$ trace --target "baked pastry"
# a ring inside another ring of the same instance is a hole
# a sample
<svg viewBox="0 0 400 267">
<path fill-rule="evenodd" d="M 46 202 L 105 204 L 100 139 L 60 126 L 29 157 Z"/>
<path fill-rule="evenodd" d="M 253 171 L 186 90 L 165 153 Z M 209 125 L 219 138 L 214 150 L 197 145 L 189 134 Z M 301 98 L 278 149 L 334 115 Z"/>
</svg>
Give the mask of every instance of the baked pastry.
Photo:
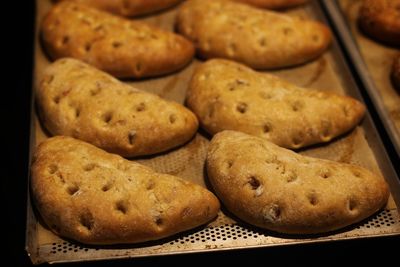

**********

Task prompt >> Rewrite the lines above as a numbered list, skipping any blank lines and leaving out the picture.

Result for this exercise >>
1. $ trace --target "baked pastry"
2. # a ring inside another ring of the same instance is a hole
3. # a sample
4. <svg viewBox="0 0 400 267">
5. <path fill-rule="evenodd" d="M 46 202 L 105 204 L 100 139 L 60 126 L 29 157 Z"/>
6. <path fill-rule="evenodd" d="M 253 171 L 186 90 L 165 153 Z M 209 125 L 219 138 L 214 150 L 197 145 L 189 134 Z M 301 98 L 278 149 L 334 115 Z"/>
7. </svg>
8. Give the mask of every instance of the baked pastry.
9. Photo:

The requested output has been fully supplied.